§ Supplied information:
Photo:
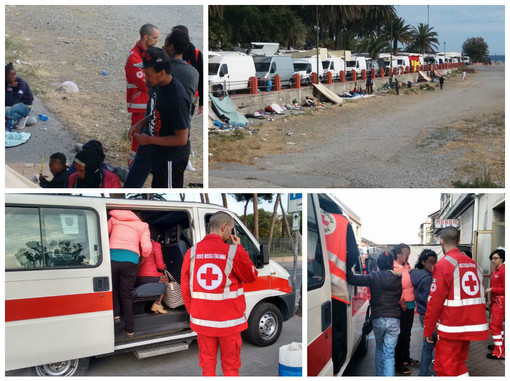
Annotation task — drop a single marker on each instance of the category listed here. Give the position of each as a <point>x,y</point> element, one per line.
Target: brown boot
<point>158,308</point>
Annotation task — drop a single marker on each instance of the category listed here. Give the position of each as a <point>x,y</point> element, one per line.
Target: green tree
<point>424,39</point>
<point>397,31</point>
<point>476,48</point>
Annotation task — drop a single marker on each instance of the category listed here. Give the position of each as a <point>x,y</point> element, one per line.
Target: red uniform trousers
<point>451,356</point>
<point>230,354</point>
<point>135,118</point>
<point>496,325</point>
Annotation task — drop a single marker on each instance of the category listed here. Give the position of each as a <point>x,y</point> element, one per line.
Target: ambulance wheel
<point>76,367</point>
<point>264,324</point>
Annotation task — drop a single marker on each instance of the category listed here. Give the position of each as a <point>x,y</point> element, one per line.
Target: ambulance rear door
<point>320,333</point>
<point>57,280</point>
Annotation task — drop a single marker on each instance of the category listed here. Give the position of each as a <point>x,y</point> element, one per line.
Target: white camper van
<point>319,299</point>
<point>357,63</point>
<point>58,288</point>
<point>230,71</point>
<point>334,65</point>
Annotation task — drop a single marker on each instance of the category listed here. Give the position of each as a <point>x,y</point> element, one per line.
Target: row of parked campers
<point>58,289</point>
<point>230,71</point>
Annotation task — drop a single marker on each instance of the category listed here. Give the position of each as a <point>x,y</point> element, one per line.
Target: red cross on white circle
<point>209,276</point>
<point>470,283</point>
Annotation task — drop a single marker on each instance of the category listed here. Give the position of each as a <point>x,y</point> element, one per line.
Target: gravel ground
<point>386,141</point>
<point>76,43</point>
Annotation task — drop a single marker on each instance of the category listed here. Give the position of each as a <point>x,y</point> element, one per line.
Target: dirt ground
<point>421,138</point>
<point>77,43</point>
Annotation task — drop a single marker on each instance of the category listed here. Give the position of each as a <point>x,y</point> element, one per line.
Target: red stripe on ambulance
<point>269,283</point>
<point>319,352</point>
<point>51,306</point>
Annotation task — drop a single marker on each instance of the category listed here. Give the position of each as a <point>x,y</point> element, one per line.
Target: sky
<point>391,215</point>
<point>456,23</point>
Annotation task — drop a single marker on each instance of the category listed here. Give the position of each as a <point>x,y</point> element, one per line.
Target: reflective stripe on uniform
<point>192,253</point>
<point>228,268</point>
<point>218,324</point>
<point>464,302</point>
<point>223,296</point>
<point>463,328</point>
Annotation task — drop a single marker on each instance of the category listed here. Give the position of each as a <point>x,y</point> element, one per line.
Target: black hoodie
<point>385,290</point>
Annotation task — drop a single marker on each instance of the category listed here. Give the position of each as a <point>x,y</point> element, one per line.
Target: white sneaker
<point>20,123</point>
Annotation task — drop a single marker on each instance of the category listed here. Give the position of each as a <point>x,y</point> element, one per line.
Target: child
<point>58,169</point>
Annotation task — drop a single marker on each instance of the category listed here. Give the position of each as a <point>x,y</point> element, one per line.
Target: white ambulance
<point>58,289</point>
<point>320,333</point>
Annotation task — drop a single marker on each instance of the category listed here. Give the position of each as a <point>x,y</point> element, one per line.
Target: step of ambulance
<point>160,350</point>
<point>151,324</point>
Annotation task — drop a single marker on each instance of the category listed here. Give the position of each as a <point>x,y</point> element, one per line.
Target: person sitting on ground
<point>58,168</point>
<point>18,97</point>
<point>89,173</point>
<point>150,270</point>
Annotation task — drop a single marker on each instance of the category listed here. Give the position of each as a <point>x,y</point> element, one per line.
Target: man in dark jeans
<point>165,130</point>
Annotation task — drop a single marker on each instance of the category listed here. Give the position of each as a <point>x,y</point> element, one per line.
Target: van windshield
<point>300,66</point>
<point>262,66</point>
<point>213,68</point>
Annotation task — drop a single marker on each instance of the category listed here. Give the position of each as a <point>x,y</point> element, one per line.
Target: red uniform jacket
<point>212,277</point>
<point>456,300</point>
<point>136,88</point>
<point>498,282</point>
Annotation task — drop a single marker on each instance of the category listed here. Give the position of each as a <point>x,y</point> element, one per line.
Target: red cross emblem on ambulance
<point>209,276</point>
<point>470,283</point>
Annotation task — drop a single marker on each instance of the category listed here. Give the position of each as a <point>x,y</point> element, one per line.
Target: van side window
<point>246,241</point>
<point>223,70</point>
<point>315,262</point>
<point>42,238</point>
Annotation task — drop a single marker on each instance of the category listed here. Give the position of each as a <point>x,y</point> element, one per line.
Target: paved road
<point>256,361</point>
<point>478,364</point>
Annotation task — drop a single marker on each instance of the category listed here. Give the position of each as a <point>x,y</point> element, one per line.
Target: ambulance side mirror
<point>264,253</point>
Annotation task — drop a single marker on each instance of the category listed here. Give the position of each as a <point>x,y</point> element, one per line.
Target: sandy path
<point>386,142</point>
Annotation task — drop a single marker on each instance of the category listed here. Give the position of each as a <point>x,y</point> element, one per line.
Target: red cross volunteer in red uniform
<point>212,279</point>
<point>136,88</point>
<point>497,298</point>
<point>456,305</point>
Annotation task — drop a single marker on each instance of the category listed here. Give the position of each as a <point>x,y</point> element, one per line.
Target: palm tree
<point>424,39</point>
<point>373,45</point>
<point>397,31</point>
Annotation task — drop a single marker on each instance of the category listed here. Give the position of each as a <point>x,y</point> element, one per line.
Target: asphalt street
<point>477,363</point>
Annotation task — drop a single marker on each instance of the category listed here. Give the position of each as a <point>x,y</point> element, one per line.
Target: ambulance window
<point>246,241</point>
<point>315,261</point>
<point>51,238</point>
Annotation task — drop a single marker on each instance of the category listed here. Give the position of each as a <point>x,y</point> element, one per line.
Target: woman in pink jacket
<point>150,271</point>
<point>402,351</point>
<point>129,239</point>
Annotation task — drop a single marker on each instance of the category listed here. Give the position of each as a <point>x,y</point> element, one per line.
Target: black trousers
<point>123,279</point>
<point>402,350</point>
<point>166,172</point>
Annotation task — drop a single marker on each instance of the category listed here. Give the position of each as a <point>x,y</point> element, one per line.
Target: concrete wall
<point>249,103</point>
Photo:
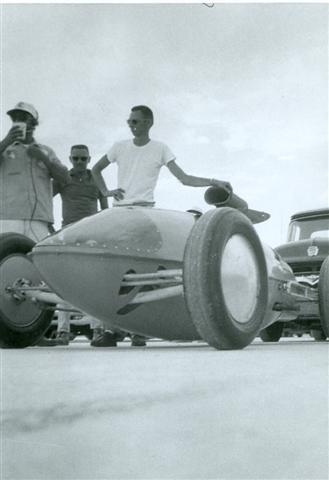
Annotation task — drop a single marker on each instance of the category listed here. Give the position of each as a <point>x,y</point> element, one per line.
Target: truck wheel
<point>272,333</point>
<point>324,296</point>
<point>22,322</point>
<point>225,279</point>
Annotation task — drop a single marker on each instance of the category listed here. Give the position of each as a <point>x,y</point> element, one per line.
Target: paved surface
<point>170,411</point>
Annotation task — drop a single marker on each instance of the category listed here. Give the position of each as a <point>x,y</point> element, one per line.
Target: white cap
<point>25,107</point>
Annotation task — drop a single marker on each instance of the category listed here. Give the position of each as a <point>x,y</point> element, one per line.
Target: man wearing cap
<point>26,172</point>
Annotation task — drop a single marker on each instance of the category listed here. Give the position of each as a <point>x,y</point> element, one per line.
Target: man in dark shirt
<point>80,194</point>
<point>80,197</point>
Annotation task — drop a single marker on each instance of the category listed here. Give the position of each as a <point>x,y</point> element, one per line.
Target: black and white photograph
<point>164,241</point>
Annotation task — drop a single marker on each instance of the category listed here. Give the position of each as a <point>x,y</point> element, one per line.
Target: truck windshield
<point>308,228</point>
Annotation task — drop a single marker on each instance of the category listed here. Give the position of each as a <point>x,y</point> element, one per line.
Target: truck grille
<point>306,268</point>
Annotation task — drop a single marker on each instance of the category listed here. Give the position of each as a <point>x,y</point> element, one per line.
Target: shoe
<point>46,342</point>
<point>138,341</point>
<point>104,339</point>
<point>62,338</point>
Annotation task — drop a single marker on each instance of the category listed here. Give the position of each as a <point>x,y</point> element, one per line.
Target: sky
<point>239,92</point>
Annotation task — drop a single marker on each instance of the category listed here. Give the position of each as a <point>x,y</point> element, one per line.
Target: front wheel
<point>22,322</point>
<point>225,279</point>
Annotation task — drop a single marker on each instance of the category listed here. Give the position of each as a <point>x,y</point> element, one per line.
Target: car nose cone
<point>85,263</point>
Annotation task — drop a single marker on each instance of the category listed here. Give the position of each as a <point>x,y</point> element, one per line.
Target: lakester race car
<point>159,273</point>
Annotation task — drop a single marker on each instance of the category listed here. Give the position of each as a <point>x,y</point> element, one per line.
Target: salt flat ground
<point>168,411</point>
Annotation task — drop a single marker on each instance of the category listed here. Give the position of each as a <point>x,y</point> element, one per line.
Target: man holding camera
<point>26,172</point>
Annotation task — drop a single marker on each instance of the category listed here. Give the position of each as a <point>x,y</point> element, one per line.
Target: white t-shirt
<point>138,169</point>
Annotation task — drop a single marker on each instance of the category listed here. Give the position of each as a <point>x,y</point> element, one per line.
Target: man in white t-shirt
<point>139,162</point>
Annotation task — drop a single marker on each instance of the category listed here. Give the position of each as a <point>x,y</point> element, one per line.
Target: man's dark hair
<point>80,146</point>
<point>146,111</point>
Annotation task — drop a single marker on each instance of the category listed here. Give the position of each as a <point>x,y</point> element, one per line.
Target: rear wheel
<point>225,279</point>
<point>272,333</point>
<point>324,296</point>
<point>22,322</point>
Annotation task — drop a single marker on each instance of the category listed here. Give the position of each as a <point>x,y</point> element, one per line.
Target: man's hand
<point>221,184</point>
<point>14,134</point>
<point>117,194</point>
<point>34,151</point>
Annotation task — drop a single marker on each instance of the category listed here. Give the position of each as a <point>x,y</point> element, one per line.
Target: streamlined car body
<point>159,273</point>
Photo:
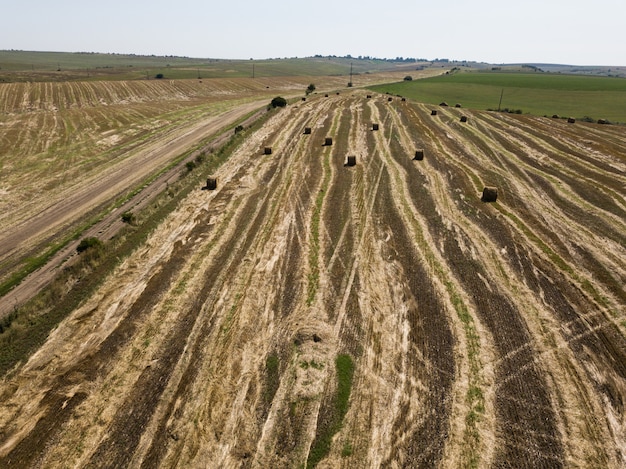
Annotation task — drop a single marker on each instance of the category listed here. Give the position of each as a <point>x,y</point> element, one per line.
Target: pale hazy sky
<point>578,32</point>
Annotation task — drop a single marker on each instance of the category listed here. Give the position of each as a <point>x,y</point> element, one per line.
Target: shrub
<point>128,217</point>
<point>88,243</point>
<point>278,102</point>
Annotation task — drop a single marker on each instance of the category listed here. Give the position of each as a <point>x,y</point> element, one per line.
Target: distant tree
<point>278,102</point>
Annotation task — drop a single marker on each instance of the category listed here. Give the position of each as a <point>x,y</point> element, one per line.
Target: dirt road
<point>481,334</point>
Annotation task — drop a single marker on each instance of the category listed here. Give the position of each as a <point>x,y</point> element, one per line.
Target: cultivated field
<point>378,315</point>
<point>72,151</point>
<point>541,94</point>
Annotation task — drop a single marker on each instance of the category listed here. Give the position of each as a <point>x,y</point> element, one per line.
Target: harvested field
<point>377,316</point>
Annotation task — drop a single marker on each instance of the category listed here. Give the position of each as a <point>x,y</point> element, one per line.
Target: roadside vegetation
<point>28,326</point>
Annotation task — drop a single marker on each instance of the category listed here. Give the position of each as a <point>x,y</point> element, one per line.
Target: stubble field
<point>376,315</point>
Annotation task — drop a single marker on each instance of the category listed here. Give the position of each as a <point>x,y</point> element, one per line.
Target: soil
<point>485,334</point>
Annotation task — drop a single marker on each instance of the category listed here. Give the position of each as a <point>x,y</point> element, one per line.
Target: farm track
<point>482,334</point>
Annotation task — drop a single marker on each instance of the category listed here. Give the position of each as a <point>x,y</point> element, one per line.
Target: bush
<point>88,243</point>
<point>128,217</point>
<point>278,102</point>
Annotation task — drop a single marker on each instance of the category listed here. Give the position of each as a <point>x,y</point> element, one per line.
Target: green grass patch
<point>539,93</point>
<point>321,445</point>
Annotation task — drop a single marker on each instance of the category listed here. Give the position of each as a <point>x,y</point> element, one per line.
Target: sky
<point>574,32</point>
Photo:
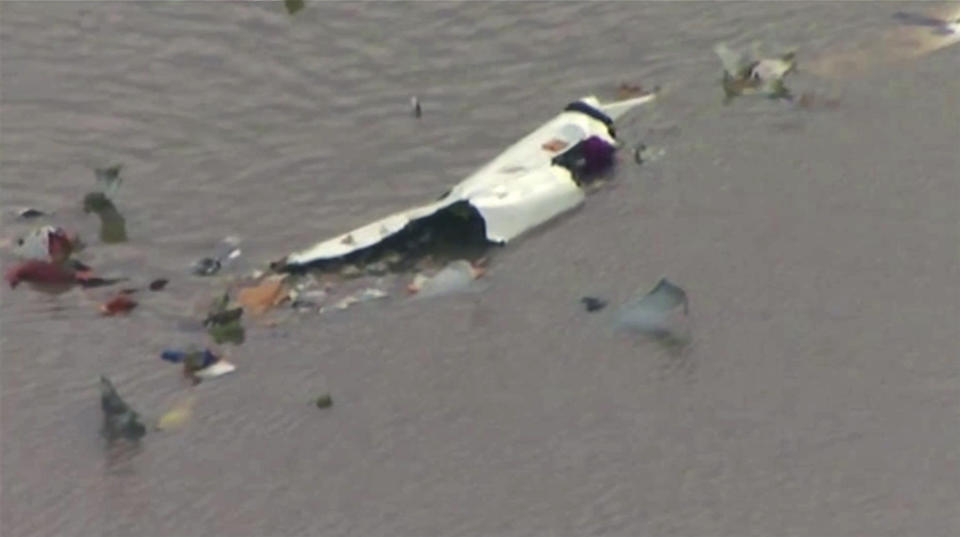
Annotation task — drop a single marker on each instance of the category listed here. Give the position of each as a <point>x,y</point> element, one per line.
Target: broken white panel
<point>515,192</point>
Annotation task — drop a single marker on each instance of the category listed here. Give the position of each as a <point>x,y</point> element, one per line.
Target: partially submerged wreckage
<point>748,72</point>
<point>535,180</point>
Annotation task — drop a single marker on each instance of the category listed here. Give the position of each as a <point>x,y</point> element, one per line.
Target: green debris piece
<point>109,178</point>
<point>232,332</point>
<point>119,420</point>
<point>293,5</point>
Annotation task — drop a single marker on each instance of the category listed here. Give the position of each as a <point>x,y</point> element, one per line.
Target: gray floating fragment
<point>657,312</point>
<point>119,420</point>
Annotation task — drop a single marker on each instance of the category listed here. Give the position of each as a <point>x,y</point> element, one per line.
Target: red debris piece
<point>121,303</point>
<point>40,272</point>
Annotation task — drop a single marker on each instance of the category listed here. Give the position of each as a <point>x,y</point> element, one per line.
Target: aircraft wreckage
<point>535,180</point>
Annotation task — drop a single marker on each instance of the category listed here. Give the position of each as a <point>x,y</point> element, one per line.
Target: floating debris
<point>658,313</point>
<point>42,273</point>
<point>747,73</point>
<point>207,266</point>
<point>223,324</point>
<point>415,106</point>
<point>199,364</point>
<point>177,416</point>
<point>120,304</point>
<point>113,226</point>
<point>939,26</point>
<point>158,284</point>
<point>454,277</point>
<point>29,213</point>
<point>324,401</point>
<point>226,251</point>
<point>293,6</point>
<point>365,295</point>
<point>524,187</point>
<point>264,296</point>
<point>109,179</point>
<point>119,420</point>
<point>223,317</point>
<point>593,304</point>
<point>47,242</point>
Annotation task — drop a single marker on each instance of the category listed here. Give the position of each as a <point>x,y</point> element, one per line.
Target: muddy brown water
<point>819,248</point>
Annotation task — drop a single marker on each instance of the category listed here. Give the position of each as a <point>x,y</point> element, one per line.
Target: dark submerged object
<point>158,284</point>
<point>29,213</point>
<point>207,266</point>
<point>593,304</point>
<point>455,232</point>
<point>119,420</point>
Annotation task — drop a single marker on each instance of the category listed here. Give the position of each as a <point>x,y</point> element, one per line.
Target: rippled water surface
<point>819,249</point>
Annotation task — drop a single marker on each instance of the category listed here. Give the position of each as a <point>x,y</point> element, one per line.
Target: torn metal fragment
<point>747,73</point>
<point>658,312</point>
<point>119,420</point>
<point>593,304</point>
<point>524,187</point>
<point>29,213</point>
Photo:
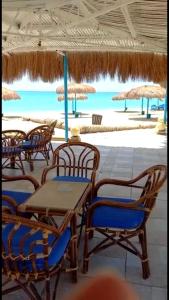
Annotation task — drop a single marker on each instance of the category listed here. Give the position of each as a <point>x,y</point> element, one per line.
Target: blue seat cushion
<point>72,178</point>
<point>112,217</point>
<point>29,144</point>
<point>11,150</point>
<point>58,246</point>
<point>19,197</point>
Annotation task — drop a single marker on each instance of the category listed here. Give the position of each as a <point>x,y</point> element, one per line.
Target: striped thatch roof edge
<point>85,66</point>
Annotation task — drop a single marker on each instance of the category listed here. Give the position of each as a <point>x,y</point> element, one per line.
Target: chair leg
<point>22,167</point>
<point>85,252</point>
<point>56,284</point>
<point>47,289</point>
<point>145,262</point>
<point>30,161</point>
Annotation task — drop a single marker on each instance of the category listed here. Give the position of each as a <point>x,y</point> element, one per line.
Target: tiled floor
<point>121,160</point>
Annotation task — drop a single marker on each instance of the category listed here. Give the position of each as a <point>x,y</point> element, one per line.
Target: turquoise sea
<point>34,101</point>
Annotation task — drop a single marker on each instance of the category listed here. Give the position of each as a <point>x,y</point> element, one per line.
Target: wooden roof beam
<point>128,21</point>
<point>98,13</point>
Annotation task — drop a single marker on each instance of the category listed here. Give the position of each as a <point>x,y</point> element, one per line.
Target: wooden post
<point>65,63</point>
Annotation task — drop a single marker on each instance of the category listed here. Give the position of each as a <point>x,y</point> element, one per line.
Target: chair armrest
<point>11,201</point>
<point>67,218</point>
<point>127,183</point>
<point>6,178</point>
<point>129,205</point>
<point>45,171</point>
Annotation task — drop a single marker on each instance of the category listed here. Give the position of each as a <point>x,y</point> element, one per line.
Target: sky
<point>103,85</point>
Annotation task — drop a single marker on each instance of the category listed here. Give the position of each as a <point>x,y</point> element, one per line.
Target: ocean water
<point>36,101</point>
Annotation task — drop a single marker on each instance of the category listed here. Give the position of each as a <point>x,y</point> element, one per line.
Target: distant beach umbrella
<point>8,94</point>
<point>123,96</point>
<point>76,88</point>
<point>71,97</point>
<point>149,92</point>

§ Task item: Write out again, exactly, the lines from the one holding "Target: chair armrest" through the end of the listing, with both ends included.

§ Response area:
Target: chair armrest
<point>11,201</point>
<point>67,218</point>
<point>127,183</point>
<point>6,178</point>
<point>129,205</point>
<point>45,171</point>
Annotation task — drop a single marker on each instance of the category listed here. Give the position of each as a <point>x,y</point> element, one per line.
Target: sky
<point>103,85</point>
Annotation task — drop a single marker on each instance of the category listed here. Give the position of each as a <point>x,y</point> element, one per line.
Target: ocean water
<point>36,101</point>
Annotation task — drop a single marker on each instance of the category listed here. Give the position of each as a <point>x,y</point> element, one per line.
Target: distant beach umbrella
<point>8,94</point>
<point>123,96</point>
<point>76,88</point>
<point>71,97</point>
<point>149,92</point>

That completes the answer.